Object position labeling entries:
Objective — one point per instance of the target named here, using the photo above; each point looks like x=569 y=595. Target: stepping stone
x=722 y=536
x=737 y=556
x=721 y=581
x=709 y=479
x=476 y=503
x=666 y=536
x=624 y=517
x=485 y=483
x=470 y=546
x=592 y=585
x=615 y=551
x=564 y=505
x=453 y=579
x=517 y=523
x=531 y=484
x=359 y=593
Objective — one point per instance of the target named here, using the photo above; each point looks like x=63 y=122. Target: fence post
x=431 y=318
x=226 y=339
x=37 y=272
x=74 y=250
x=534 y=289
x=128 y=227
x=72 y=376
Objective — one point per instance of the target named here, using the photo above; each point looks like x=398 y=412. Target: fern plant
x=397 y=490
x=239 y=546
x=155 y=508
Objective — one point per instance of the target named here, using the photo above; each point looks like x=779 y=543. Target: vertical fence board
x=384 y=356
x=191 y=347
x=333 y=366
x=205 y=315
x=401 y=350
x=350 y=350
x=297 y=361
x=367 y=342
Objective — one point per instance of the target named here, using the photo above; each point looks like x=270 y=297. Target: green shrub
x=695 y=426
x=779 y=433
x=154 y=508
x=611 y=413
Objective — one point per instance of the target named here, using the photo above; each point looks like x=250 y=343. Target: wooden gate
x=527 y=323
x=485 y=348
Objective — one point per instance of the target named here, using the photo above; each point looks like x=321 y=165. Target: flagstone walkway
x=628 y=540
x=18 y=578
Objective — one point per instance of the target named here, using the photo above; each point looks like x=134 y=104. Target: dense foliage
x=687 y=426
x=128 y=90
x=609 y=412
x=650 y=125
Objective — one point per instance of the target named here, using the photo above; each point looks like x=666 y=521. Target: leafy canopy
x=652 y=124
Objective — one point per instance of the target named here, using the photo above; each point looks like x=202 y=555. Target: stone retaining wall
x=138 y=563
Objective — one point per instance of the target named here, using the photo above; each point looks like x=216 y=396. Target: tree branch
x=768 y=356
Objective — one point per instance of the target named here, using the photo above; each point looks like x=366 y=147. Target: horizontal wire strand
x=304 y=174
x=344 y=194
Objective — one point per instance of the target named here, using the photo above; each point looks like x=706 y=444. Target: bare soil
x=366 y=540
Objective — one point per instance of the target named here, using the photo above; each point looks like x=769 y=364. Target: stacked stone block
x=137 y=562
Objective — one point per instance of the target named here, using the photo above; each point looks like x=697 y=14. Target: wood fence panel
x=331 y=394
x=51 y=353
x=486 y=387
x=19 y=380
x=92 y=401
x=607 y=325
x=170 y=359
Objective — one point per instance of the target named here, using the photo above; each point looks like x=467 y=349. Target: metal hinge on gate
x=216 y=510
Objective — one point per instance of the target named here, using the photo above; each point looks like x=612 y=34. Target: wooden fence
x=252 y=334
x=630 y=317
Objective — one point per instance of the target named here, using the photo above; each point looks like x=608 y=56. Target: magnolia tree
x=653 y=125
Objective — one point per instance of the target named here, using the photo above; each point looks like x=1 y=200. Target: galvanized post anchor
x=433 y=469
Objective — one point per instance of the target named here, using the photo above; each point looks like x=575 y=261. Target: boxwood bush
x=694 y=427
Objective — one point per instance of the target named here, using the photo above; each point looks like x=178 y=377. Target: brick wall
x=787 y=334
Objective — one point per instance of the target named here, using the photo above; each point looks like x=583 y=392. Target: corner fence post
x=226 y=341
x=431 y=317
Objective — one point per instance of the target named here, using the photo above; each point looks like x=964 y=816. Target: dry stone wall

**WHAT YOU WILL DO:** Print the records above again, word for word, covering every line from first to last.

**FINAL RESULT:**
Objective — one point per instance of the target named here, using the photo above; each point looks like x=569 y=595. Target: stepping stone
x=722 y=536
x=737 y=556
x=721 y=581
x=709 y=479
x=476 y=503
x=666 y=536
x=624 y=517
x=485 y=483
x=470 y=546
x=592 y=585
x=615 y=551
x=564 y=505
x=453 y=579
x=517 y=523
x=531 y=484
x=359 y=593
Objective — one point per instance of the target named here, using the photo above; each point looks like x=63 y=122. Target: fence post
x=431 y=318
x=226 y=339
x=37 y=272
x=74 y=250
x=534 y=289
x=128 y=227
x=72 y=376
Objective — one point per instance of the target named here, using the photo above; each point looks like x=398 y=412. Target: fern plant
x=397 y=490
x=239 y=546
x=155 y=508
Objective — one point per instance of the target named here, using the photo above; each point looks like x=779 y=543. Target: vertical fence board
x=384 y=356
x=191 y=347
x=333 y=366
x=205 y=315
x=401 y=350
x=350 y=350
x=297 y=361
x=367 y=342
Objective — one point per instance of the target named here, using the photo above; each point looks like x=270 y=297. Target: green shrub
x=695 y=426
x=779 y=433
x=154 y=508
x=611 y=413
Objective — one point per instance of the target named here, using the photo above; each point looks like x=250 y=343. Target: wooden gate
x=527 y=323
x=485 y=348
Objective — one point per instance of the target named here, using the photo above; each point looks like x=321 y=165. Target: flagstone walkway
x=628 y=540
x=18 y=578
Objective — one point per instance of the target named here, using the photo above; each point looks like x=134 y=104. Target: dense foliage
x=687 y=426
x=128 y=90
x=609 y=412
x=650 y=125
Objective — one point per instance of the target named here, using the photo above; each point looks like x=666 y=521. Target: leafy canopy
x=652 y=124
Objective — one point per instance of the target named here, using the photo above; each point looks like x=202 y=555. Target: stone retaining wall
x=138 y=563
Objective — one point per instance of the target named here, using the photo above; each point looks like x=216 y=396. Target: tree branch
x=768 y=356
Objective — one point per instance of the target named here, using the photo above; each point looks like x=366 y=147. Target: horizontal wire strand
x=304 y=174
x=344 y=194
Objective — one point per instance of the target named here, using the photo above; each point looks like x=706 y=444. Target: bare soil
x=366 y=540
Objective — one point per instance of the target named here, using the photo above; each point looks like x=769 y=364. Target: stacked stone block
x=137 y=562
Objective — one point per instance of the target named here, using the photo above; each point looks like x=697 y=14. Target: wood fence panel
x=331 y=394
x=51 y=353
x=486 y=387
x=19 y=380
x=92 y=401
x=607 y=325
x=170 y=359
Objective — one point per instance of the target named here, using the photo above; each point looks like x=467 y=349. Target: metal hinge on gate
x=216 y=510
Objective — one point per instance of the target named here, using the photo above; each point looks like x=612 y=34. Target: wooden fence
x=252 y=334
x=630 y=317
Objective — one point per instance of the target named here, using the photo above; each point looks like x=608 y=56. Target: magnolia tree
x=653 y=125
Objective — one point per instance of the target named here, using the photo above; each point looks like x=1 y=200. Target: galvanized post anchor
x=433 y=469
Objective — one point per instance of the target named here, using the photo above; each point looks like x=575 y=261. Target: boxwood bush
x=694 y=427
Objective — one point per instance of the target named here, using the photo above; each point looks like x=178 y=377. Target: brick wall
x=787 y=334
Objective — one point per instance of the target named here, using the photo above; each point looks like x=583 y=392. Target: corner fence post
x=226 y=341
x=431 y=317
Objective — one point per instance of the target named here, using the photo above; each point looks like x=964 y=816. Target: dry stone wall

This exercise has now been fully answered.